*Texte*.

━━━━

Films made in Luxembourg

Les saisons de la vie

d'Lëtzebuerger Land du 22.11.2013

Cet hiver du titre du dernier film de Philippe Claudel, c’est celui que nous nous apprêtons à vivre, quand vient « la dernière partie » de la vie, alors qu’approche l’âge de la retraite. Paul (Daniel Auteuil), brillant neurochirurgien, possède tous les attributs de l’homme qui a réussi : une jolie femme aimante, Lucie (Kristin Scott Thomas), une petite fille adorable, une magnifique demeure, des amis bienveillants et la reconnaissance de ses pairs et de ses patients. Mais, à la faveur d’une rencontre avec une jeune femme mystérieuse, Lou (Leïla Bekhti), le vernis va commencer à craqueler. D’abord sur la défensive face à cette fille qu’il soupçonne être l’auteur d’envois anonymes d’innombrables bouquets de roses rouges, Paul va développer une étrange fascination envers elle. On pourrait croire, dès lors, que Philippe Claudel s’engouffrerait dans des clichés, en premier lieu celui de l’homme mûr attiré par une jeunette. Mais l’écrivain-cinéaste déjoue sans cesse les poncifs... jusqu’au coup de théâtre final, qu’on ne révèlera pas ici.

L’histoire se déploie en grande partie autour de la relation Paul / Lou. Le réalisateur joue avec les pronostics et finit par lorgner, par certains aspects, du côté du film policier. Le lien entre ces deux-là n’en finit pas d’interroger : attirance physique ? Relation quasi-filiale ? Fascination réciproque ? À Paul qui lui vient en aide, Lou elle-même demande : « Pourquoi vous faites ça ? » Ce à quoi Paul répond : « Je ne sais pas... » Tout juste sait-il que cette jeune femme l’émeut, qu’il est avec elle dans quelque chose de « simple, léger, non planifié. »

Le troisième long-métrage de Philippe Claudel, coproduction franco-luxembourgeoise (Samsa), confirme son talent de cinéaste, tout en gagnant en finesse et en subtilité. Sa façon de sonder les âmes, sa délicatesse (et la présence d’Auteuil), rappelle le cinéma de Claude Sautet. En 2008, le très émouvant Il y a longtemps que je t’aime révélait une rare sensibilité, via le splendide portrait d’une relation entre deux sœurs, toutefois fragilisé par moments par quelques dialogues trop appuyés. En 2010, Tous les soleils, toujours aussi tendre et sensible, lorgnait du côté de l’absurde. Trois ans plus tard, le réalisateur a pris de la maturité, tant dans la mise en scène que dans l’utilisation de l’image. Point commun entre les trois films : l’intérêt pour des personnages sur le point de commencer / re-commencer quelque chose. Ou s’interrogeant sur cette possibilité.

━━━━

Relevez tous les comédiens nommés dans le texte sur le film de Philippe Claudel, en indiquant pour chacun le personnage qu'il interprète.

━━━━

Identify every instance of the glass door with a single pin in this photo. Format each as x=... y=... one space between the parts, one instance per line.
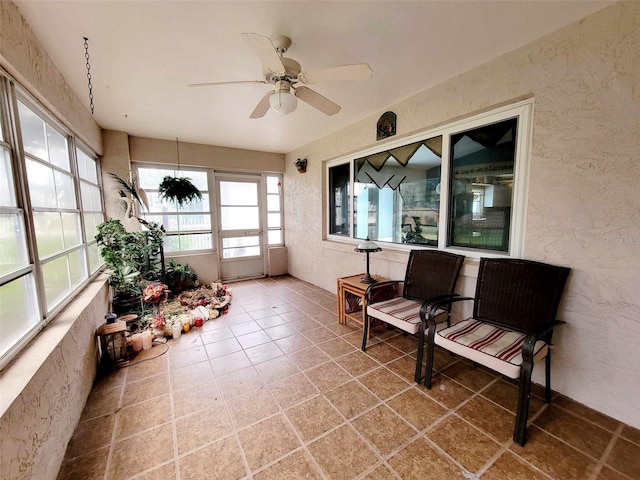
x=240 y=228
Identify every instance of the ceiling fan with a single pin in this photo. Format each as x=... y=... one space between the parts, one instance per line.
x=285 y=74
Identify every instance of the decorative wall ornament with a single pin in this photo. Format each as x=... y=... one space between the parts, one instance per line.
x=386 y=126
x=301 y=165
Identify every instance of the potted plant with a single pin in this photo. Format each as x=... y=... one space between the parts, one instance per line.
x=176 y=275
x=128 y=258
x=179 y=190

━━━━

*Corrigé*.
- Daniel Auteuil : Paul
- Kristin Scott Thomas : Lucie
- Leïla Bekhti : Lou